Return every line of the material below that contains the string "jacket". Case counts.
>> begin DATA ROWS
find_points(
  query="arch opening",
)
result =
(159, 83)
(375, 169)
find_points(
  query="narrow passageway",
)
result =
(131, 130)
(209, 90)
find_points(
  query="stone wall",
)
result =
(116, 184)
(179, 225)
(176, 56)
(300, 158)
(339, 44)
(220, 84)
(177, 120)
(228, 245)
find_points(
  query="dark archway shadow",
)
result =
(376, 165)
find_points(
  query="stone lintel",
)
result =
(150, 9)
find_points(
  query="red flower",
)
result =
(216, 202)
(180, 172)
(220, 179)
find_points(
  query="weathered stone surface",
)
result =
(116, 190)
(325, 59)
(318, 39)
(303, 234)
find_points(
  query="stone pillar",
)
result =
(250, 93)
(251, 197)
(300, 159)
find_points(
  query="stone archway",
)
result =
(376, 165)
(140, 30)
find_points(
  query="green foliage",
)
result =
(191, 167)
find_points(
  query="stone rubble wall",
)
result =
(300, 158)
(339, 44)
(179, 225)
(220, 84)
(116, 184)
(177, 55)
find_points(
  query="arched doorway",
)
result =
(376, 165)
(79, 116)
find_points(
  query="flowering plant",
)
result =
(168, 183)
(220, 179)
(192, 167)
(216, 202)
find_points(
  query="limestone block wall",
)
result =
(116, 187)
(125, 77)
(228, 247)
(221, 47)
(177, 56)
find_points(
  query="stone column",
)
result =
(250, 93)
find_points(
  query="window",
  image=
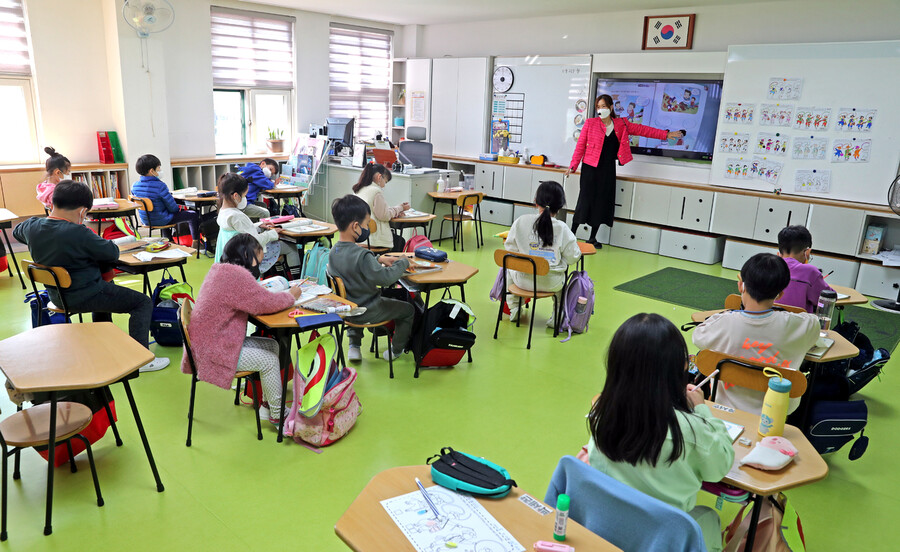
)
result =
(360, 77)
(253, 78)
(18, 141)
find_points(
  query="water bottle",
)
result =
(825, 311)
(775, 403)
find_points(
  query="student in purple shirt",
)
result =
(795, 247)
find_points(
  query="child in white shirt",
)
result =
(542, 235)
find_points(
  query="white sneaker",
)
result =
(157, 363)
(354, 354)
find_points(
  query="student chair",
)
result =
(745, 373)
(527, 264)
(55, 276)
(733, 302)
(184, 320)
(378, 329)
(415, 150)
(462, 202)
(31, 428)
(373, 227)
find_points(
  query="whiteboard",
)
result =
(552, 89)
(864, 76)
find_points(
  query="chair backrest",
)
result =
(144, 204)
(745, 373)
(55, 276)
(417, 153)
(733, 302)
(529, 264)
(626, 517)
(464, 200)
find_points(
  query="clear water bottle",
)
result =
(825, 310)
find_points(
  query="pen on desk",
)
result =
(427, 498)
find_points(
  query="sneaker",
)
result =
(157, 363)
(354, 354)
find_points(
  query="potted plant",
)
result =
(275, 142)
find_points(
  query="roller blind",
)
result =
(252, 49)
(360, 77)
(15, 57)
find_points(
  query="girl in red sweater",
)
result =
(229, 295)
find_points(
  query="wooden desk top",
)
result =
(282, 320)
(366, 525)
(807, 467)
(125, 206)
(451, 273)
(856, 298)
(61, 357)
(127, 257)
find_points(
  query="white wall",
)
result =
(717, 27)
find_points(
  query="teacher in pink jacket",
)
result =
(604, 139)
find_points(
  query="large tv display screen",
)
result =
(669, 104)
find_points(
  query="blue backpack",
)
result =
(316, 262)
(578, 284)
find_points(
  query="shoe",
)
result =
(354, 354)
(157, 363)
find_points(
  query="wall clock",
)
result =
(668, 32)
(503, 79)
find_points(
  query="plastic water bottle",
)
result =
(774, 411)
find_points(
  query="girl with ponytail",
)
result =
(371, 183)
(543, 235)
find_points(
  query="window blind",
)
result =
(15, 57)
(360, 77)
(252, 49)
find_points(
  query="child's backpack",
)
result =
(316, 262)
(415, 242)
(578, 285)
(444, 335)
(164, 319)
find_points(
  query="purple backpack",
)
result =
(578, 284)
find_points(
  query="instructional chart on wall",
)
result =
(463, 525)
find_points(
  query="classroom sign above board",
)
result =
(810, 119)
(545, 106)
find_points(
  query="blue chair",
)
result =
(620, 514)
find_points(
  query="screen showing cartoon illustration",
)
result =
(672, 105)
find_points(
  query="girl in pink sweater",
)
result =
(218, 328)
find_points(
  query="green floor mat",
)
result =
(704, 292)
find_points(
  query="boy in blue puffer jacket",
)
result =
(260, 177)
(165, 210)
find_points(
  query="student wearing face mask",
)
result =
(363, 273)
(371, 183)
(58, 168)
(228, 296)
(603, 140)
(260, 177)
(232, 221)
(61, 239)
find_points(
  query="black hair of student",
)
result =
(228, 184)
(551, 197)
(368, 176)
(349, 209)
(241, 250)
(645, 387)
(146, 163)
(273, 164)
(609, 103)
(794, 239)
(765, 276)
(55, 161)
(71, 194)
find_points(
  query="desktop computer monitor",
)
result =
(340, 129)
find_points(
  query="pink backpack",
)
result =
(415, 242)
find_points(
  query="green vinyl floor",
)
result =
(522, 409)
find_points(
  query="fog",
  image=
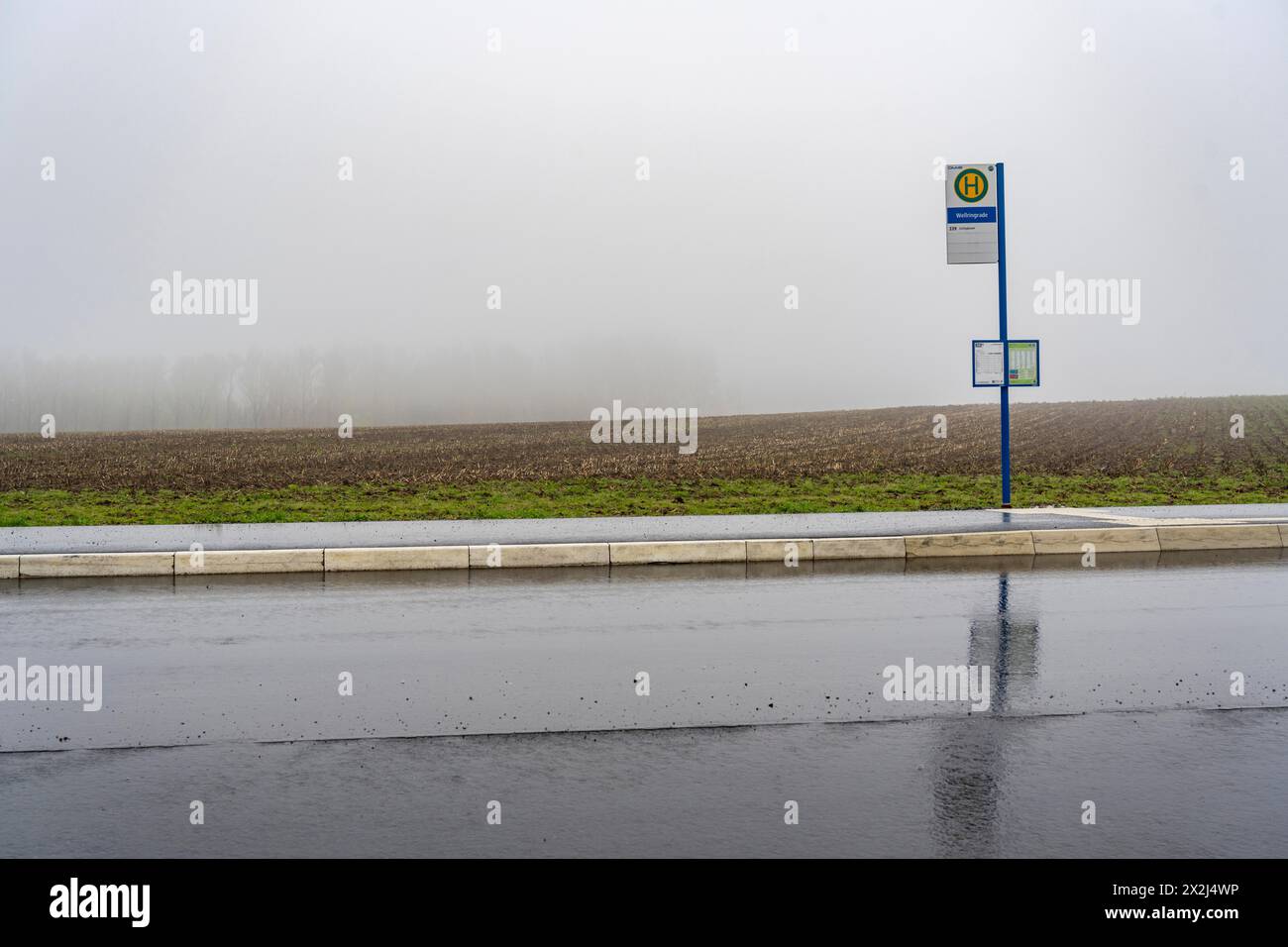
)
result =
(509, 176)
>> end DATA ROWS
#### RESULT OF THIS EXERCISE:
  query="teacher in pink jacket",
  query="boy in blue puffer jacket",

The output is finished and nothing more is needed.